▸ STUDY TEXT:
******

Welcome to the President’s DNA Initiative - DNA Analyst Training. The program is the distance delivery version of the Forensic DNA Academy, which was previously developed by the NFSTC for the National Institute of Justice.
Training new DNA analysts by the traditional method of on-the-job mentoring has several shortcomings, including:
- Negative input on case output arising from the extensive time that the mentor has to divert from casework to training
- Inefficient application of time by the student because of the absence of a well implemented training program
- Lack of consistency in the quality of training because the mentor is usually chosen on the basis of experience and skills as a DNA analyst, not those of a trainer
- Lack of physical capacity and other supporting resources to provide effective hands-on training
- Length of time (typically 12 to 24 months) before the student is able to perform unsupervised case work
The NFSTC explored the concept that the mentoring model could be compressed into a 12 to 16 week period of full time instruction, permitting a more rapid and less costly induction of the student into case work.
The Forensic DNA Academy curriculum was developed in 2003 and delivered three times at the NFSTC facility in Largo, Florida during 2004 and 2005. Evaluations confirmed that the compressed learning model was an effective way to train new DNA analysts.

******

Reproduce the text on DNA analyst training in full, word for word.

▸ INFORMATION SHOWN:
******

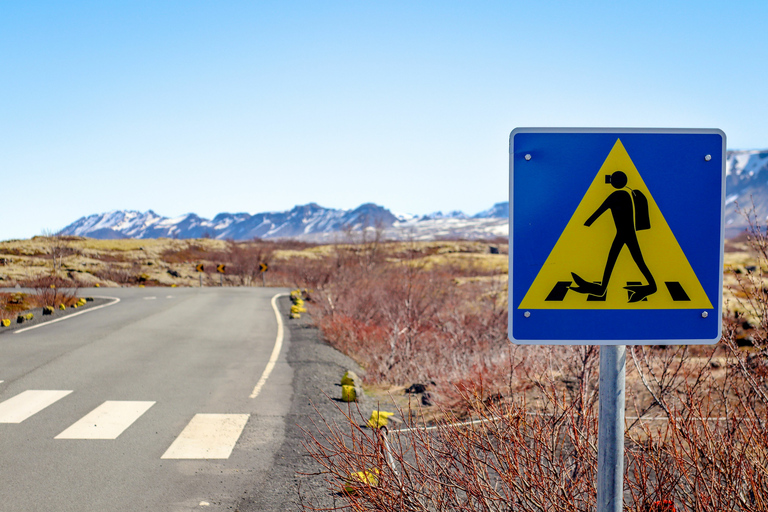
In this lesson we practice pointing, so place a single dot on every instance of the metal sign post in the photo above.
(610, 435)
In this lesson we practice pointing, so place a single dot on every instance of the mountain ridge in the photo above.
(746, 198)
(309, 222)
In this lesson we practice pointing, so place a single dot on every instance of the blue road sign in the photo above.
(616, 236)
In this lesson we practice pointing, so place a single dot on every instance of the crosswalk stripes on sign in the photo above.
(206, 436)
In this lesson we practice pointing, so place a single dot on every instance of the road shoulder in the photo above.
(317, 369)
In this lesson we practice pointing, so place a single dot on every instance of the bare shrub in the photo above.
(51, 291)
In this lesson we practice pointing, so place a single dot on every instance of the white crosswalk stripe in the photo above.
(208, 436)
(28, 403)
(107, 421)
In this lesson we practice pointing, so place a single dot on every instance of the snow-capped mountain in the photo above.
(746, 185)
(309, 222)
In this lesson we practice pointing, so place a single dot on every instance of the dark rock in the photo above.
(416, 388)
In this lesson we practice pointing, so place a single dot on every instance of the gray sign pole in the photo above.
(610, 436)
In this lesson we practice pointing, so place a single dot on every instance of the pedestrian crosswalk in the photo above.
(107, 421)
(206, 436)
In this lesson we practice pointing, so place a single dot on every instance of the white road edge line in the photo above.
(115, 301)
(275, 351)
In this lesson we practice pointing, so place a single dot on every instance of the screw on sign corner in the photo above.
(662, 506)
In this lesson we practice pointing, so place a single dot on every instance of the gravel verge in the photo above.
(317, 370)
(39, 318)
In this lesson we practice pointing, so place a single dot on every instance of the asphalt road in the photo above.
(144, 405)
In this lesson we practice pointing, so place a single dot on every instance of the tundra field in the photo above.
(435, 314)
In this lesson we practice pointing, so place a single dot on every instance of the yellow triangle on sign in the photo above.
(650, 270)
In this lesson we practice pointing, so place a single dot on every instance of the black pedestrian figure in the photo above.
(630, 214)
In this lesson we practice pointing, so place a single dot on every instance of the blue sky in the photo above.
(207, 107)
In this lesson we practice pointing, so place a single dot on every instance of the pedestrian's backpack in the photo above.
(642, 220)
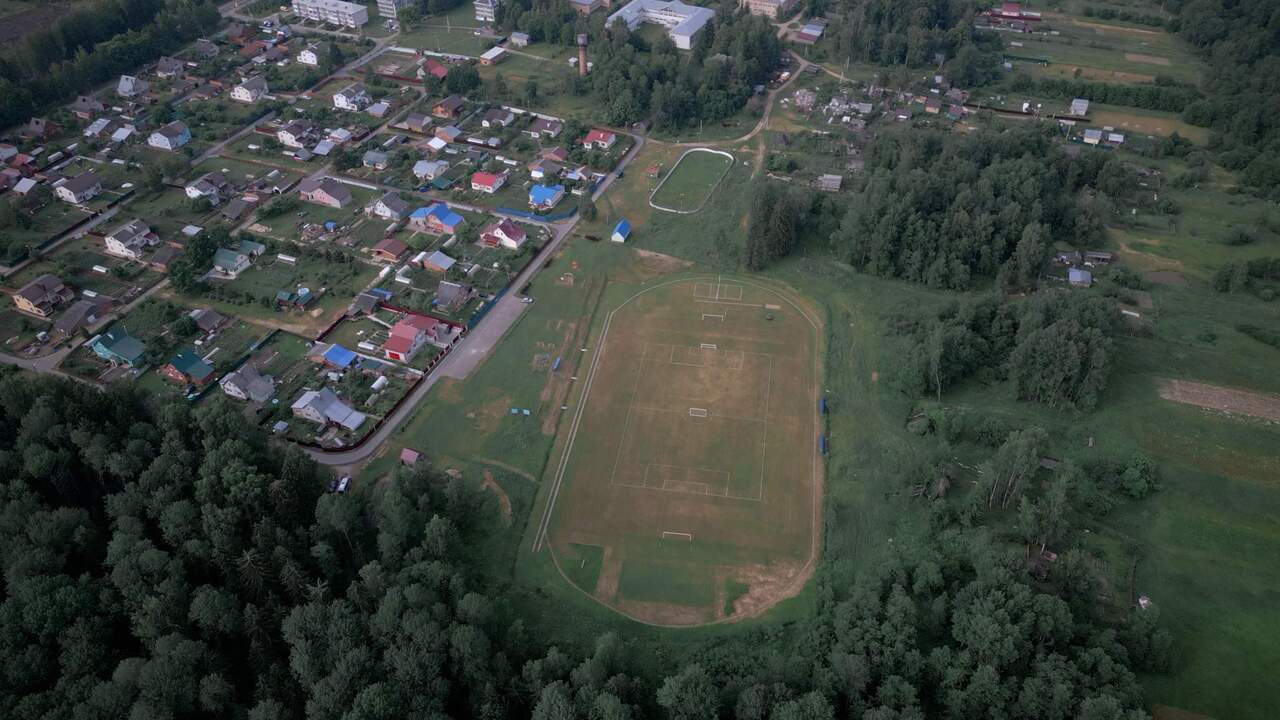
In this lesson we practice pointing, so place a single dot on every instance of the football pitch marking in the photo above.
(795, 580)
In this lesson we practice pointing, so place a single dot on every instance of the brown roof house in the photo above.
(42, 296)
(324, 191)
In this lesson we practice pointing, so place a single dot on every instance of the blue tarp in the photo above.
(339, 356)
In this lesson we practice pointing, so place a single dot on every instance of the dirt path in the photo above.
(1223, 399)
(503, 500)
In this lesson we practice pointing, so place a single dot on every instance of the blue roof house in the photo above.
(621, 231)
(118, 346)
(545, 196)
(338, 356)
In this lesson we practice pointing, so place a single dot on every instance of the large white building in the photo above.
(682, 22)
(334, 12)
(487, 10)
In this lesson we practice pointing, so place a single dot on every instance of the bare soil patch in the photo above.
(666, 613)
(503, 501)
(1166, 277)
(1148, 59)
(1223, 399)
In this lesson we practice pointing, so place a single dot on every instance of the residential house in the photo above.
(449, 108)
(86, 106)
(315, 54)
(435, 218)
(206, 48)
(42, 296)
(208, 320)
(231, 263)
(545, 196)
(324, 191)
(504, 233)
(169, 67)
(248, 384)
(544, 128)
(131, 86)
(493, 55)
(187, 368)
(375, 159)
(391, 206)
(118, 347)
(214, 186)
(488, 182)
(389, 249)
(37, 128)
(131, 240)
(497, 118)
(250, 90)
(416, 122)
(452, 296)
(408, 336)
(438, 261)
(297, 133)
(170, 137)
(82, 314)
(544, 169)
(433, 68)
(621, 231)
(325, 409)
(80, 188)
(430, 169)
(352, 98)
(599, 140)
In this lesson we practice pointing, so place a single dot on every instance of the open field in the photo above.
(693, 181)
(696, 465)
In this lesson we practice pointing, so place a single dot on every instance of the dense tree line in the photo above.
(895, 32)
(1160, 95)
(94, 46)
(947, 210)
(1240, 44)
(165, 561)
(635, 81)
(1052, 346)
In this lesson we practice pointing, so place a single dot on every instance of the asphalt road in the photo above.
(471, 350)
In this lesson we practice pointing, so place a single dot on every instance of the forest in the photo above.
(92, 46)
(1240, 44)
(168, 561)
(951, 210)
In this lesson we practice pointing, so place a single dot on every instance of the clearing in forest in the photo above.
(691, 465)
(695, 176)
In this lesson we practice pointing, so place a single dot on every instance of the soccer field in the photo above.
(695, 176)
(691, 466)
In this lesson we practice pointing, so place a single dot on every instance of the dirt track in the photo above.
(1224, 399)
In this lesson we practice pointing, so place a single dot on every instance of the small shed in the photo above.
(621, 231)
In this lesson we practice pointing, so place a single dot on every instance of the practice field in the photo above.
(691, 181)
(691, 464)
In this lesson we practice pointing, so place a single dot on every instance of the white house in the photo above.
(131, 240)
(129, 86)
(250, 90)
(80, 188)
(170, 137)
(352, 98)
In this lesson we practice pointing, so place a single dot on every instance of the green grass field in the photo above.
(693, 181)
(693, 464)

******

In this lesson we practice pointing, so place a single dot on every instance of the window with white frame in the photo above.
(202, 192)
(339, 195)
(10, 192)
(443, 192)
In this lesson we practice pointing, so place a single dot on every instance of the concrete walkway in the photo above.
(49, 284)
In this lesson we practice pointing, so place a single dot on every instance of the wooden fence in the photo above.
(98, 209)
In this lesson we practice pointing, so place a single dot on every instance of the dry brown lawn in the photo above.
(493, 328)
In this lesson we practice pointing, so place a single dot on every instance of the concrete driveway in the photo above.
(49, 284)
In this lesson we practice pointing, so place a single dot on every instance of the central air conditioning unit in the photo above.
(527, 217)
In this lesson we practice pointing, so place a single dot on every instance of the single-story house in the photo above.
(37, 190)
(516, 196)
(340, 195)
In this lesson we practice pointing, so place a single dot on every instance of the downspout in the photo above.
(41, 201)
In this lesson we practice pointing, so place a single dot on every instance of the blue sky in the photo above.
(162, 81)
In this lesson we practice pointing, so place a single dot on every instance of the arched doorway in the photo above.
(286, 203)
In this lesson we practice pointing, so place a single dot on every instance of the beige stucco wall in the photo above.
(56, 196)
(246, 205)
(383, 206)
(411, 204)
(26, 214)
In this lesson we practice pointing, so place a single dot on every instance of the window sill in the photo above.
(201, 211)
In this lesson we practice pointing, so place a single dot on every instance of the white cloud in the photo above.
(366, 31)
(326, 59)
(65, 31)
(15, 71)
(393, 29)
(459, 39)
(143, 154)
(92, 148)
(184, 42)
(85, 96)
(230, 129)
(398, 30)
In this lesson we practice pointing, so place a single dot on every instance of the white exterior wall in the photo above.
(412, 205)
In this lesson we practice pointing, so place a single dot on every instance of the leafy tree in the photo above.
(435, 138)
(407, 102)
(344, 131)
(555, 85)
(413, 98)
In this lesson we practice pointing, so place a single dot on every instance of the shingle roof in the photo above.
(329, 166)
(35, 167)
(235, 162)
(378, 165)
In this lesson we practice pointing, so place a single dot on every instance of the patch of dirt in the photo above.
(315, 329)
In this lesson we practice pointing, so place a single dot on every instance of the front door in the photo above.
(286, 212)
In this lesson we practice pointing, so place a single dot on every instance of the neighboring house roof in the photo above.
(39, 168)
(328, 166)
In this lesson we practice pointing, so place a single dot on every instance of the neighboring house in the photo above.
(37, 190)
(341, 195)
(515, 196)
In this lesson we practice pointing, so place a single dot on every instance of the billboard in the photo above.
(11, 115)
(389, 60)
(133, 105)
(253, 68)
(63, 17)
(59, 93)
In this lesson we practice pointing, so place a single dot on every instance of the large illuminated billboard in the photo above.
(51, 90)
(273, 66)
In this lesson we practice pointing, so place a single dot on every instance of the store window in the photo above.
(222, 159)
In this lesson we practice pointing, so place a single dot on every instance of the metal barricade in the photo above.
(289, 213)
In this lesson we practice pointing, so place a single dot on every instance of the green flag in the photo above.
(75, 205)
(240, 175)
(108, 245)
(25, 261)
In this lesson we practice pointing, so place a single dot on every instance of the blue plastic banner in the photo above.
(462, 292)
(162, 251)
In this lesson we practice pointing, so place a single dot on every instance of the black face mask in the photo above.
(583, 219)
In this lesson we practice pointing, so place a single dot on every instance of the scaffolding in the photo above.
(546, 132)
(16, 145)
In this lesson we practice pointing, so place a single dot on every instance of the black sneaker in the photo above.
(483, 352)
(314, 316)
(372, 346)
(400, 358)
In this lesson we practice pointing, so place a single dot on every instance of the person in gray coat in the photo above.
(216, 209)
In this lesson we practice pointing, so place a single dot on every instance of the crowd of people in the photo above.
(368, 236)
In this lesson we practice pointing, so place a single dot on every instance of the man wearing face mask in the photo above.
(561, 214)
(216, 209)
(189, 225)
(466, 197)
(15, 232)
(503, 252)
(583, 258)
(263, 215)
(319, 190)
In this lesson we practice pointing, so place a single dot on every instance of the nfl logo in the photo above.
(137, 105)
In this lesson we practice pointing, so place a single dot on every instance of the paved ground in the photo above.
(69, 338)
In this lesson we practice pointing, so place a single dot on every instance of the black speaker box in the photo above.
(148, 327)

******

▸ ANSWER FOR THIS EXERCISE:
Welcome to the President’s DNA Initiative - DNA Analyst Training. The program is the distance delivery version of the Forensic DNA Academy, which was previously developed by the NFSTC for the National Institute of Justice.
Training new DNA analysts by the traditional method of on-the-job mentoring has several shortcomings, including:
- Negative input on case output arising from the extensive time that the mentor has to divert from casework to training
- Inefficient application of time by the student because of the absence of a well implemented training program
- Lack of consistency in the quality of training because the mentor is usually chosen on the basis of experience and skills as a DNA analyst, not those of a trainer
- Lack of physical capacity and other supporting resources to provide effective hands-on training
- Length of time (typically 12 to 24 months) before the student is able to perform unsupervised case work
The NFSTC explored the concept that the mentoring model could be compressed into a 12 to 16 week period of full time instruction, permitting a more rapid and less costly induction of the student into case work.
The Forensic DNA Academy curriculum was developed in 2003 and delivered three times at the NFSTC facility in Largo, Florida during 2004 and 2005. Evaluations confirmed that the compressed learning model was an effective way to train new DNA analysts.